Pick out the lines below with "shoe" and list them.

* * *

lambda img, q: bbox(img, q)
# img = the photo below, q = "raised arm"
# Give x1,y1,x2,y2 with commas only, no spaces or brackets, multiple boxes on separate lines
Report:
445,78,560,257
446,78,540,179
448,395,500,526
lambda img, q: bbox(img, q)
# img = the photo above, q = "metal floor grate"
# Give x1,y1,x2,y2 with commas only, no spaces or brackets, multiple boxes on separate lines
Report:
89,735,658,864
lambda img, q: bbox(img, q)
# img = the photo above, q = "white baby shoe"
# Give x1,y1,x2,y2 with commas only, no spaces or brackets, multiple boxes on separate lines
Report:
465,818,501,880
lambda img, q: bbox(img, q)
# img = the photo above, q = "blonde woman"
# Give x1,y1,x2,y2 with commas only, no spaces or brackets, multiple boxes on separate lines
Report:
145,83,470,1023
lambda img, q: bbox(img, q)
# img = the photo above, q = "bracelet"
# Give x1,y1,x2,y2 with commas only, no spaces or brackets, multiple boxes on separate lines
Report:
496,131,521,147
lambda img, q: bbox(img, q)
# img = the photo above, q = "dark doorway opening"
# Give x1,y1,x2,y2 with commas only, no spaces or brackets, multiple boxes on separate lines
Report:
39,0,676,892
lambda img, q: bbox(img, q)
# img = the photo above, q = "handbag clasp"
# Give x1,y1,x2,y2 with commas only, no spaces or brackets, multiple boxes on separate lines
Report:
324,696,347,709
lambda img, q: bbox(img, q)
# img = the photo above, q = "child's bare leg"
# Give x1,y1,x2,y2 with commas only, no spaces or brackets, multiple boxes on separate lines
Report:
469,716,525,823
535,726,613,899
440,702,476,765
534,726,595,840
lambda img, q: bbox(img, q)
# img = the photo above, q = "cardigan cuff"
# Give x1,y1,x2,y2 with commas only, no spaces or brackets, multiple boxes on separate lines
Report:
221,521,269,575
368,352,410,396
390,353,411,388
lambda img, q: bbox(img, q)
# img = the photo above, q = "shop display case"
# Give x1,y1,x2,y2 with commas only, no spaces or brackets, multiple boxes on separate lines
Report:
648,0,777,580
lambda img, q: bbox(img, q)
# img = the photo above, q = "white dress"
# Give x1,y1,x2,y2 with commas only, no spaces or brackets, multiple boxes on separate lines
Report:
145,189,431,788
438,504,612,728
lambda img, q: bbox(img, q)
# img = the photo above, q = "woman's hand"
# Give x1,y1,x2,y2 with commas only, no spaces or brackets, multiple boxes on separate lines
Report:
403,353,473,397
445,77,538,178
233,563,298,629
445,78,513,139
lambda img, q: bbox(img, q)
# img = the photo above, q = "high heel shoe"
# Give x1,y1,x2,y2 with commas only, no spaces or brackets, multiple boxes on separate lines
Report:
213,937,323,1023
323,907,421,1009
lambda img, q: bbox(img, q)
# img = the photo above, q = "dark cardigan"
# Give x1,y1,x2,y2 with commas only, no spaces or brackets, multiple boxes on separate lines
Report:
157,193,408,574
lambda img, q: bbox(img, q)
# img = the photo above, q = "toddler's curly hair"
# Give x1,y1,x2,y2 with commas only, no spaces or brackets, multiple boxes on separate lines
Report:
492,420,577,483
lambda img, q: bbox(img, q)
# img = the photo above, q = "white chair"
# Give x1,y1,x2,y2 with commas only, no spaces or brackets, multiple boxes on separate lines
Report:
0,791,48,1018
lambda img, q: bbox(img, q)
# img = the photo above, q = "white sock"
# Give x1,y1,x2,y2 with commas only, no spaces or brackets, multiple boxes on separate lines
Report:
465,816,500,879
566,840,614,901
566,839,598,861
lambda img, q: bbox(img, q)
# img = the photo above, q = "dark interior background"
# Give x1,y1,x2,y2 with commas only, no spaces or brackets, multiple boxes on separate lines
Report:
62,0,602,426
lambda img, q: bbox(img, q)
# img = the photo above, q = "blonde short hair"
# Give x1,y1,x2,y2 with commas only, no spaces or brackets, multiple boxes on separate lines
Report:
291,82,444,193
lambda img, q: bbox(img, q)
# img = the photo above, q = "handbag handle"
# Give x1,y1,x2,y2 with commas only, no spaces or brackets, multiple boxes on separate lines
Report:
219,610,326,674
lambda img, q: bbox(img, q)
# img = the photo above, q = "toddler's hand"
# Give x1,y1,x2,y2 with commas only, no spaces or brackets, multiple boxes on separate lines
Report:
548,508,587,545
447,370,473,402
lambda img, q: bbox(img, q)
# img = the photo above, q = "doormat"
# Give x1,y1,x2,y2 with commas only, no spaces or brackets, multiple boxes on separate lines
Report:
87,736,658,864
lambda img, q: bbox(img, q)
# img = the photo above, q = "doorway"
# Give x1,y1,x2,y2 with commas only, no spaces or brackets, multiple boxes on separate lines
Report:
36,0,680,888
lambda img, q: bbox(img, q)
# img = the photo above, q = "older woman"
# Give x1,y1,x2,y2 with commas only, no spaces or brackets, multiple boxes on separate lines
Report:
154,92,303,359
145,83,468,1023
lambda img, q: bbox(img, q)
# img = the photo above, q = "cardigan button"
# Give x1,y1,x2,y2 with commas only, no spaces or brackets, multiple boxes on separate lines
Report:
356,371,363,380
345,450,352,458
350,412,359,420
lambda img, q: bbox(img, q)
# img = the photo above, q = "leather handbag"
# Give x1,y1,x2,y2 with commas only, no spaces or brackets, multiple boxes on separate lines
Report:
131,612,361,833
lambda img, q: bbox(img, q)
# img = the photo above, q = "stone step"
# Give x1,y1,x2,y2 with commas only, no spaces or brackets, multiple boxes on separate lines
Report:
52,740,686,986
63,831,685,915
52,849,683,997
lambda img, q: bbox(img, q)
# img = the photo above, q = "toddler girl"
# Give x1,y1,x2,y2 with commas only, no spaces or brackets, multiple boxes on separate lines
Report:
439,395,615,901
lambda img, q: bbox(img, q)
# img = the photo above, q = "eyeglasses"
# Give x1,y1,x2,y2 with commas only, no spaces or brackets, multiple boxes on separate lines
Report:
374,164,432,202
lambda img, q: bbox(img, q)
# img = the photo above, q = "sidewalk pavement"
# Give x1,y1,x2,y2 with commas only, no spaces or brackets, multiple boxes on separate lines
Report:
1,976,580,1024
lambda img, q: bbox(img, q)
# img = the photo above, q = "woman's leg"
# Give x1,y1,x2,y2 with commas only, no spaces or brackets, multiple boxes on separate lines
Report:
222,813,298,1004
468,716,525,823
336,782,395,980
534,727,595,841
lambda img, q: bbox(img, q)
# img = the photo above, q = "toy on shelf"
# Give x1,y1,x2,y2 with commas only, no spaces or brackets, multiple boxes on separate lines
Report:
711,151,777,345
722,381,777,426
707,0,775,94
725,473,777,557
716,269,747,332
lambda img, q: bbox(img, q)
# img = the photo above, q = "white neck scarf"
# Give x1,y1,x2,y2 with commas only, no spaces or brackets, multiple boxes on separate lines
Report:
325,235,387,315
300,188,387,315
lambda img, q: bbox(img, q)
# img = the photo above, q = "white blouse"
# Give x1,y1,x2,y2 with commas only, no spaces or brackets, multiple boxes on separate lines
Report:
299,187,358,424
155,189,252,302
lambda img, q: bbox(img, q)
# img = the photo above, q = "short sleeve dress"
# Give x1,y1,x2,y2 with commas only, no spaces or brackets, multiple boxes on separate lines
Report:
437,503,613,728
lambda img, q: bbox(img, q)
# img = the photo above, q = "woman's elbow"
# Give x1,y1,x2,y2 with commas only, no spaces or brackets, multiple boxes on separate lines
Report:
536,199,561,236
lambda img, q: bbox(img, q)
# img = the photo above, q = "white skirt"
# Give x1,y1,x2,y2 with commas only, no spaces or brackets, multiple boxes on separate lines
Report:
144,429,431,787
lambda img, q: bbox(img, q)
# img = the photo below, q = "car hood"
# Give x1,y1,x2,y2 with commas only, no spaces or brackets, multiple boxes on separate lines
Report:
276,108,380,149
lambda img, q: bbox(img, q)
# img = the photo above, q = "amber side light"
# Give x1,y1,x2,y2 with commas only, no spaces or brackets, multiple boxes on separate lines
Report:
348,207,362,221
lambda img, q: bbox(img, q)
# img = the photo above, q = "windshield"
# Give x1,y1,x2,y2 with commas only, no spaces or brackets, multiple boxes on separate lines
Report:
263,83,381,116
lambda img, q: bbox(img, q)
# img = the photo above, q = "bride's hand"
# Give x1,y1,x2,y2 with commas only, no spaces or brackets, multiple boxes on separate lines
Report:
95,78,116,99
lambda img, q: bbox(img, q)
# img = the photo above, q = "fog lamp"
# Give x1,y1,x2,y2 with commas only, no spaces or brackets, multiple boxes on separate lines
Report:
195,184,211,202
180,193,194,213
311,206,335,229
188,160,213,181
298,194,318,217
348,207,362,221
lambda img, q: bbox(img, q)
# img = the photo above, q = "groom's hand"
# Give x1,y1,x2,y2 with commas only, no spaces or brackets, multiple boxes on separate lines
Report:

* * *

TASK RESULT:
# img = the photo above, q = "white baby shoe"
# img = the photo above, q = "high heel shoe"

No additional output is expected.